Collection entries:

· · · · ·

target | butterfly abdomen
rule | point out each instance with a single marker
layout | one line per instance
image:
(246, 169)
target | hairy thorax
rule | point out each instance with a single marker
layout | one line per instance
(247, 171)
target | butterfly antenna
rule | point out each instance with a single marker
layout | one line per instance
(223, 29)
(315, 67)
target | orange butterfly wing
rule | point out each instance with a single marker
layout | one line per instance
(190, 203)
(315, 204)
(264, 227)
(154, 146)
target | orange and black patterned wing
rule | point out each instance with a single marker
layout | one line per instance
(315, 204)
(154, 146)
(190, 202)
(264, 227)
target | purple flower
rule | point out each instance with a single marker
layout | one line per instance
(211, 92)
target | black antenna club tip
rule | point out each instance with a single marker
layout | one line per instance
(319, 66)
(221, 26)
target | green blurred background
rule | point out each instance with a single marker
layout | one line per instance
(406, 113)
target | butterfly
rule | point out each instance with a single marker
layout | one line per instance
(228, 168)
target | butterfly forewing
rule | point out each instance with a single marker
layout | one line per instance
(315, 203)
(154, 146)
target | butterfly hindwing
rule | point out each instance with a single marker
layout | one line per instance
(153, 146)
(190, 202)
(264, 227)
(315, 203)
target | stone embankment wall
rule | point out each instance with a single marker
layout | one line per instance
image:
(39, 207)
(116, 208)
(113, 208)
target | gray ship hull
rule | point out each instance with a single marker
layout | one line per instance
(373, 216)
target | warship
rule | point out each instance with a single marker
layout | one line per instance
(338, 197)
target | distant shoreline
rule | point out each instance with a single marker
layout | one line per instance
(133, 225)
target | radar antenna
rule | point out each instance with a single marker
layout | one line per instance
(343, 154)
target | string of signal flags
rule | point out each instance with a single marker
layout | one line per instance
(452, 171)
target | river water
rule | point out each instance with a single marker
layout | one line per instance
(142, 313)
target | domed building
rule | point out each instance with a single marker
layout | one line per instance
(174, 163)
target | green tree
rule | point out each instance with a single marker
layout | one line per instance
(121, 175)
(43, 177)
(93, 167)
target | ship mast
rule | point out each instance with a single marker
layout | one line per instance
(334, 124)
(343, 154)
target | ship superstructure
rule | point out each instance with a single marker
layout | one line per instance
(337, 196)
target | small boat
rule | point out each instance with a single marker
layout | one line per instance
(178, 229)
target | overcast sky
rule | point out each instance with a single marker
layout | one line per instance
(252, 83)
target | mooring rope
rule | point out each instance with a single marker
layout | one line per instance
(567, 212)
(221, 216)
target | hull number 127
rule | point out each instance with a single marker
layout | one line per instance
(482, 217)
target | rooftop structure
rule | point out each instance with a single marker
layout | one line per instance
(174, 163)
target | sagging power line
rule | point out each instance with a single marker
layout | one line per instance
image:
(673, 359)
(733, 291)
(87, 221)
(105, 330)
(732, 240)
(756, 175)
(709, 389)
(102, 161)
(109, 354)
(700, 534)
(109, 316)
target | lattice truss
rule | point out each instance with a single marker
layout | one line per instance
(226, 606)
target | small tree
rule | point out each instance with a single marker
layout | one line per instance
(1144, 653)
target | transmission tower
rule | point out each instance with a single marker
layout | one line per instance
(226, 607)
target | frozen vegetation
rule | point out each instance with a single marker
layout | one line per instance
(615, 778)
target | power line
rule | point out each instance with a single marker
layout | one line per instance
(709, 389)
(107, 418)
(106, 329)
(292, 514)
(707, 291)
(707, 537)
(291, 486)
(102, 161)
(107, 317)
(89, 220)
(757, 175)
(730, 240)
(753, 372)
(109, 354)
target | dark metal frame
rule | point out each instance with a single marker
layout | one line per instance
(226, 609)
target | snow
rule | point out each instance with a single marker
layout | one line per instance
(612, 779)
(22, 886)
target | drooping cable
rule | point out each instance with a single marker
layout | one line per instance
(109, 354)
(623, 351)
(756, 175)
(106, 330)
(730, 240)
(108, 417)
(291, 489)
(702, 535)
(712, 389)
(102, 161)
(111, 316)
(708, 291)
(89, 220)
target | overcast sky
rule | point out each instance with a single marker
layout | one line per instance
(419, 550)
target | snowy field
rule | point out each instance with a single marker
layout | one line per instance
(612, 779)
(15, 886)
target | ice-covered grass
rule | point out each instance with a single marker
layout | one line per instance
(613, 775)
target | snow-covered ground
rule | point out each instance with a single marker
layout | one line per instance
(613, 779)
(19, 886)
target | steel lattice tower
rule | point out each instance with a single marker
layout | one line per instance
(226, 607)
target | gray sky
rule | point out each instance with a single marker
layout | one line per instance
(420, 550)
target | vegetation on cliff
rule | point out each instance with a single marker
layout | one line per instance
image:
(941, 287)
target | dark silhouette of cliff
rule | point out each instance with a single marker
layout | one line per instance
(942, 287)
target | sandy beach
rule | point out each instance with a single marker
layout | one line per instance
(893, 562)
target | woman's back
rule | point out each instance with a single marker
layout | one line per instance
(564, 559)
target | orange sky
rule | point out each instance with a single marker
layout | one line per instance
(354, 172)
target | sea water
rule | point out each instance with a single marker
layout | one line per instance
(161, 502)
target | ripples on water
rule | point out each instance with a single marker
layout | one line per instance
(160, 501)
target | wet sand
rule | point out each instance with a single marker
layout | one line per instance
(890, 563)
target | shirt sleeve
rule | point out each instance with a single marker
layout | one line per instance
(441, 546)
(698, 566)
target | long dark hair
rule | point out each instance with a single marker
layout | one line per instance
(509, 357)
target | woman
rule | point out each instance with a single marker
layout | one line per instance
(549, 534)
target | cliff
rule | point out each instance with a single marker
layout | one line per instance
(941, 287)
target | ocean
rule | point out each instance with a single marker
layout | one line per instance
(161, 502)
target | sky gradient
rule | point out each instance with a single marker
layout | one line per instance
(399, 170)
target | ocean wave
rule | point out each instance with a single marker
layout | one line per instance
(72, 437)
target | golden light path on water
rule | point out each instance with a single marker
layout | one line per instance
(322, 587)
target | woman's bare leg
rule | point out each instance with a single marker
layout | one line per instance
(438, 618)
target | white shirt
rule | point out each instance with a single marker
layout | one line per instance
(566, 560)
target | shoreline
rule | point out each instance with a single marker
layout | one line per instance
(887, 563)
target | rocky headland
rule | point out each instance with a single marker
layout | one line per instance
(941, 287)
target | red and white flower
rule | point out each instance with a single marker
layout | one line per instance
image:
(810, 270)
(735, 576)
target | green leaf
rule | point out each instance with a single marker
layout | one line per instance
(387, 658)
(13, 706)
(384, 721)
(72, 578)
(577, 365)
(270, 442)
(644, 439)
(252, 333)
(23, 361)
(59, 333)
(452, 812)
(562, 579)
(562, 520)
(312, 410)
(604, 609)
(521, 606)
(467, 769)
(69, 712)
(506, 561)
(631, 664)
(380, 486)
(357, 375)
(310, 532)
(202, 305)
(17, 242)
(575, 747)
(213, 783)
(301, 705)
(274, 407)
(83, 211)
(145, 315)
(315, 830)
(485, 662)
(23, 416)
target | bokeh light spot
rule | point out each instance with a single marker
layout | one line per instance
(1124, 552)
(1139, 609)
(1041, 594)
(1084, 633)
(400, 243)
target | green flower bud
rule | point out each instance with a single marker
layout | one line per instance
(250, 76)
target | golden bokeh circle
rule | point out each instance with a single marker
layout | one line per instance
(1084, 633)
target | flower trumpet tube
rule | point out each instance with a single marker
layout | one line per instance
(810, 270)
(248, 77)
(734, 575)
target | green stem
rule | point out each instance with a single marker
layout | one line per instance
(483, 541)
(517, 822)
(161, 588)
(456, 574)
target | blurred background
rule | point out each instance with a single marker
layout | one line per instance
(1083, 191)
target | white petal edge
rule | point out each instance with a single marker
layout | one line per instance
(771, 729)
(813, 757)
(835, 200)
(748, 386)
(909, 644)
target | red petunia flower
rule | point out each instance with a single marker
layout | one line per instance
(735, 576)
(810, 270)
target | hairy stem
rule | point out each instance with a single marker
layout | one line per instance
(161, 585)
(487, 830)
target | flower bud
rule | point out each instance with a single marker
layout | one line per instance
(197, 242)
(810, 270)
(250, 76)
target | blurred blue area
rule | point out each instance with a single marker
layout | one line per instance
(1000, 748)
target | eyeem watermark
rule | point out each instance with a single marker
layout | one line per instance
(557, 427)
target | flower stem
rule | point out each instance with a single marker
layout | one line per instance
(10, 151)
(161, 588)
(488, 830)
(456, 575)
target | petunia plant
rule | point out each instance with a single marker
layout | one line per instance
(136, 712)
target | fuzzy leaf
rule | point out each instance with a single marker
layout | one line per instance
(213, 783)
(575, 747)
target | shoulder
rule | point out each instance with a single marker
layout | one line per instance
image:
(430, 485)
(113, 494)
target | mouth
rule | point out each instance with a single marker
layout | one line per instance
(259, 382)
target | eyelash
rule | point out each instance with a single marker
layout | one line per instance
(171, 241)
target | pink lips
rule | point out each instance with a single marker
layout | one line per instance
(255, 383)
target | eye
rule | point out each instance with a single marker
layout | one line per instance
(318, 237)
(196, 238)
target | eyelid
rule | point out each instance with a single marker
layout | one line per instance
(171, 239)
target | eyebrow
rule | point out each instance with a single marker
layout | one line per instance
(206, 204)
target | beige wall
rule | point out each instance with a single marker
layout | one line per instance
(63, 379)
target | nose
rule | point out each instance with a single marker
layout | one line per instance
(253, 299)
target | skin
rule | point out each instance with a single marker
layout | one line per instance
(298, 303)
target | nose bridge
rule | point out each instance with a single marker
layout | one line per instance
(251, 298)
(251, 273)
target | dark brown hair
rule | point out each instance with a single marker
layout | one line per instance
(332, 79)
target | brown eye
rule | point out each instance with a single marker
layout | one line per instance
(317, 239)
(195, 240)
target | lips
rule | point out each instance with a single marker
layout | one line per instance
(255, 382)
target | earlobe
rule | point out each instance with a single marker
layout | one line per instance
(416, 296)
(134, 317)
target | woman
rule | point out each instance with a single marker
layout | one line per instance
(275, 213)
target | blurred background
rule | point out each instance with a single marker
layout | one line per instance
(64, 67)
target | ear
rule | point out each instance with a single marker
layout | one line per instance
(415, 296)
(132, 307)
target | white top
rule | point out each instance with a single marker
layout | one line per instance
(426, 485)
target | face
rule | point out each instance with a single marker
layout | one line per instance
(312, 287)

· · · · ·

Challenge =>
Print only the lines from the one with "target | dark brown hair" to the end of the records, both included.

Reply =>
target | dark brown hair
rule | point out each instance with a single marker
layout | one line per instance
(332, 79)
target | brown eye
rule | point out each instance with a single marker
layout | one line per instance
(317, 239)
(195, 240)
target | lips
rule | point out each instance with a single marker
layout | one line per instance
(255, 382)
target | earlobe
rule | point out each instance with a single marker
layout | one line per instance
(416, 296)
(134, 317)
target | woman
rule | point out each instance with a single marker
layout | one line per instance
(275, 213)
target | blurred background
rule | point out each instance with a single marker
layout | one line per instance
(64, 67)
target | ear
rule | point out each instance with a single marker
layout | one line per instance
(415, 296)
(132, 307)
target | white top
rule | point out each instance with a single marker
layout | one line per instance
(426, 485)
target | face
rule | point out each instance with a single marker
layout | one line per instance
(312, 287)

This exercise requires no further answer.